TO DO
Look below for the line holding "of the overhanging" and the line holding "Please return the segmentation of every instance of the mossy". Transcribe exactly those lines and all lines between them, nothing more.

DATA TO EXAMINE
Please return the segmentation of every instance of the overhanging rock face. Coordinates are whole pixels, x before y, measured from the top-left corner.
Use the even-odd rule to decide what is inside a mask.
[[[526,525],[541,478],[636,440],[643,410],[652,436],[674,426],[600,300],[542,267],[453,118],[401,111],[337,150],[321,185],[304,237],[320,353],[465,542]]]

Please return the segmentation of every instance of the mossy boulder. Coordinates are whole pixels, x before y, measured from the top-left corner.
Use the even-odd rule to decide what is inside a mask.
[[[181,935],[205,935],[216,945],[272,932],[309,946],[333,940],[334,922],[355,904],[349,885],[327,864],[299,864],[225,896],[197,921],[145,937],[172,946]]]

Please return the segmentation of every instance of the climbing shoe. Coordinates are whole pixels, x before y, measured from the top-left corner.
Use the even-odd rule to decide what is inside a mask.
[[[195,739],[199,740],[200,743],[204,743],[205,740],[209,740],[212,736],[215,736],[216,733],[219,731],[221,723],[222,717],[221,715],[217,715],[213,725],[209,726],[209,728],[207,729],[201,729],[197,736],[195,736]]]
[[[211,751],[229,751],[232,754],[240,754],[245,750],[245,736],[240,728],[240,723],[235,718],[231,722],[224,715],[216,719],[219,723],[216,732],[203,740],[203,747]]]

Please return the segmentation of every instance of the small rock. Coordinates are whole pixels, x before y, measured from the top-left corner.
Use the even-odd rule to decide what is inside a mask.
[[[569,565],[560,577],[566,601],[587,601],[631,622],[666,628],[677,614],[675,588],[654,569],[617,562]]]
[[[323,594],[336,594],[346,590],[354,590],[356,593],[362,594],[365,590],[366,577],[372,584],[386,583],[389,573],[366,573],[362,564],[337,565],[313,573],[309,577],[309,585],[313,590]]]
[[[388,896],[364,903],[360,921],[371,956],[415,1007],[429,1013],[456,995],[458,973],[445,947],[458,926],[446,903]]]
...
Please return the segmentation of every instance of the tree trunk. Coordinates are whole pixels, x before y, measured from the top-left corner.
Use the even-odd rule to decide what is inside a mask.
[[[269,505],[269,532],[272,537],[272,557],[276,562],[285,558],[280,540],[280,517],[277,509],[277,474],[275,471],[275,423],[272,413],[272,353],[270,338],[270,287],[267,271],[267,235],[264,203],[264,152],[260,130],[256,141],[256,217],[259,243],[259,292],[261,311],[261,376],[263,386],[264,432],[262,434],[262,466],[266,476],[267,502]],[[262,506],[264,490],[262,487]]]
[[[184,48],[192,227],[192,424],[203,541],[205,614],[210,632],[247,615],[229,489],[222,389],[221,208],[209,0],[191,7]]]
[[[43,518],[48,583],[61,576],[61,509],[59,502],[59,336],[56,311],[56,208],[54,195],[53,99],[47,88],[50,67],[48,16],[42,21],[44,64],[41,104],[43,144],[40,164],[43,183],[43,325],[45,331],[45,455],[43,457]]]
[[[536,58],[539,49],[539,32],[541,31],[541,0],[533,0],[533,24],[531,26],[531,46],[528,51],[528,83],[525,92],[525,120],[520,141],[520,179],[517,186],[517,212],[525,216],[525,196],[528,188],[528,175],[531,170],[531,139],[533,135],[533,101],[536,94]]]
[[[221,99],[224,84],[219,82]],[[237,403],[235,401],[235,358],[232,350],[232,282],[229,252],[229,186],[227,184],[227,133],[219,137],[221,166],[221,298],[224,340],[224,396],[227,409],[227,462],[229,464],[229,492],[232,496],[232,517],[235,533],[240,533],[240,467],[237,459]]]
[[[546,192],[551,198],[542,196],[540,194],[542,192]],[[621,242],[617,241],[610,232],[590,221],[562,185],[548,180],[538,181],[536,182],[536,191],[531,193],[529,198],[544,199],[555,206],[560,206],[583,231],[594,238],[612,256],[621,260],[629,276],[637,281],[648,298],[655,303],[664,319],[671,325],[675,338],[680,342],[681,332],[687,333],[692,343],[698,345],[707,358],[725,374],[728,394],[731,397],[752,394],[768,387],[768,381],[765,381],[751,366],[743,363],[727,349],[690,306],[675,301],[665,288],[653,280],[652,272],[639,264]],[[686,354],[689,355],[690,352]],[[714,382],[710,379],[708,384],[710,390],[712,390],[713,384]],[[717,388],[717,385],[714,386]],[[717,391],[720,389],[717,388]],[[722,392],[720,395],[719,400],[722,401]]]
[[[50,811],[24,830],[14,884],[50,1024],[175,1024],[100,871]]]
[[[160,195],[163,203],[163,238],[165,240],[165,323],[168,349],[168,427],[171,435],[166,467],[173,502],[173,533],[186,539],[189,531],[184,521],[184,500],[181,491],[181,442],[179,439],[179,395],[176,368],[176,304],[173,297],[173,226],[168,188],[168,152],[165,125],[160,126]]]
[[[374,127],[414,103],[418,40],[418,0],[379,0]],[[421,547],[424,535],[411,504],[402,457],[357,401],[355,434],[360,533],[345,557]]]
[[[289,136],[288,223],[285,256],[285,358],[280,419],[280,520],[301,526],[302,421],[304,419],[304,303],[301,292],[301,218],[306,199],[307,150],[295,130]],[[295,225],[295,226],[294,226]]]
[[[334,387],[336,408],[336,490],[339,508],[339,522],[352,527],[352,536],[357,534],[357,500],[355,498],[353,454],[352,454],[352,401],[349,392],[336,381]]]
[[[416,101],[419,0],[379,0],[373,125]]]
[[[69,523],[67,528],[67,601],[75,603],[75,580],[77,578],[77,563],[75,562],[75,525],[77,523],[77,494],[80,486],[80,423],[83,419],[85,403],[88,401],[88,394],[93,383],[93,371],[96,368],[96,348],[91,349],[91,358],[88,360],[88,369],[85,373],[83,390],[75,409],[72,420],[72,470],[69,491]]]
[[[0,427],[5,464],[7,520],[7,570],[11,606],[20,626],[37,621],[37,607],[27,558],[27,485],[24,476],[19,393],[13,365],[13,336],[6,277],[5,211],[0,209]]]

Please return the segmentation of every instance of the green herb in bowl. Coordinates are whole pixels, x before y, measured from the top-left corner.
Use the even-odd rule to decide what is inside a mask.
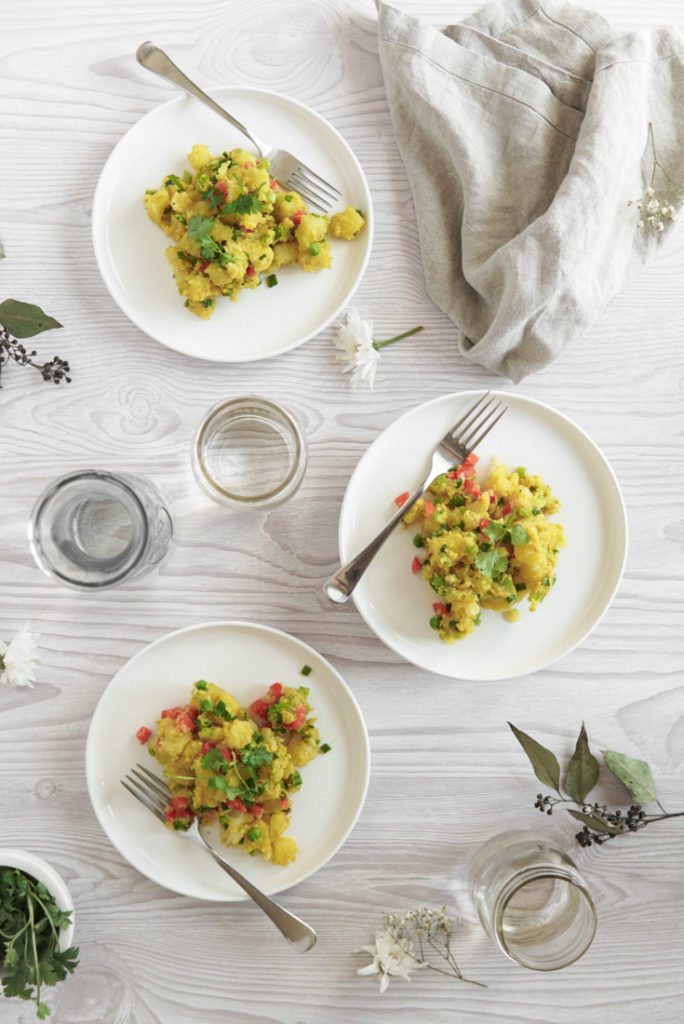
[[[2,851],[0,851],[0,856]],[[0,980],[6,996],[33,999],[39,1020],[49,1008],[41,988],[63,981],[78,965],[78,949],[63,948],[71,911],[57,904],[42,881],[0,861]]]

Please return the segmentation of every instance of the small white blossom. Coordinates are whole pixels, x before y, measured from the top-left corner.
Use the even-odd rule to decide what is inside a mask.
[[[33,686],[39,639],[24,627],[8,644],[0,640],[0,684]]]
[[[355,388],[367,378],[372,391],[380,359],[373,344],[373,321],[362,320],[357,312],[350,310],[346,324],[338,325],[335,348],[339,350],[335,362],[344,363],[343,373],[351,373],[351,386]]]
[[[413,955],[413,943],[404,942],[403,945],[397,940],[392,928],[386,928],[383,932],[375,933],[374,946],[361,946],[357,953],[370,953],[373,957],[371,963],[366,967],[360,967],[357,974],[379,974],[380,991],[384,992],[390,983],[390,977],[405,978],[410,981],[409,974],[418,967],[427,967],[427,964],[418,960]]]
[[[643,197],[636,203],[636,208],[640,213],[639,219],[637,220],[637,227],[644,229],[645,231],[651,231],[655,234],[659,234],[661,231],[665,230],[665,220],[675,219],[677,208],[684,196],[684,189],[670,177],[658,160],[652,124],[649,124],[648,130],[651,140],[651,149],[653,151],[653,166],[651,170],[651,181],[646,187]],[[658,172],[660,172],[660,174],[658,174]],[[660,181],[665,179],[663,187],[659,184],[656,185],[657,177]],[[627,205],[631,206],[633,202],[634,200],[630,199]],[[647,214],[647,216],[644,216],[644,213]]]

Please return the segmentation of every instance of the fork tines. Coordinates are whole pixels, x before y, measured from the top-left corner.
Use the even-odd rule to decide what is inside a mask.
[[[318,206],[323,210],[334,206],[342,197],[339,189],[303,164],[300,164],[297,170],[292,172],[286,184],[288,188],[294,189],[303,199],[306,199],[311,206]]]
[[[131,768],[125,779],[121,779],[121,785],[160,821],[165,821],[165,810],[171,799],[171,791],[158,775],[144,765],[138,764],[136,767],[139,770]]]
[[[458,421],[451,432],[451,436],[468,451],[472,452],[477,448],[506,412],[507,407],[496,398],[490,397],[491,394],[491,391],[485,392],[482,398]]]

SOLUTION TO THE EXERCISE
Please return the segmentation of every instance of the overhanging rock face. Coordinates are whole pixels, x before y, measured from the top-left corner.
Use the even-odd rule to decide what is inside a mask.
[[[526,525],[541,478],[636,440],[643,410],[652,436],[674,426],[600,300],[542,267],[453,118],[401,111],[337,150],[321,185],[304,237],[320,353],[465,542]]]

Please return the segmentation of every instance of the mossy boulder. Coordinates are whole pixels, x before y, measured from the top-left corner.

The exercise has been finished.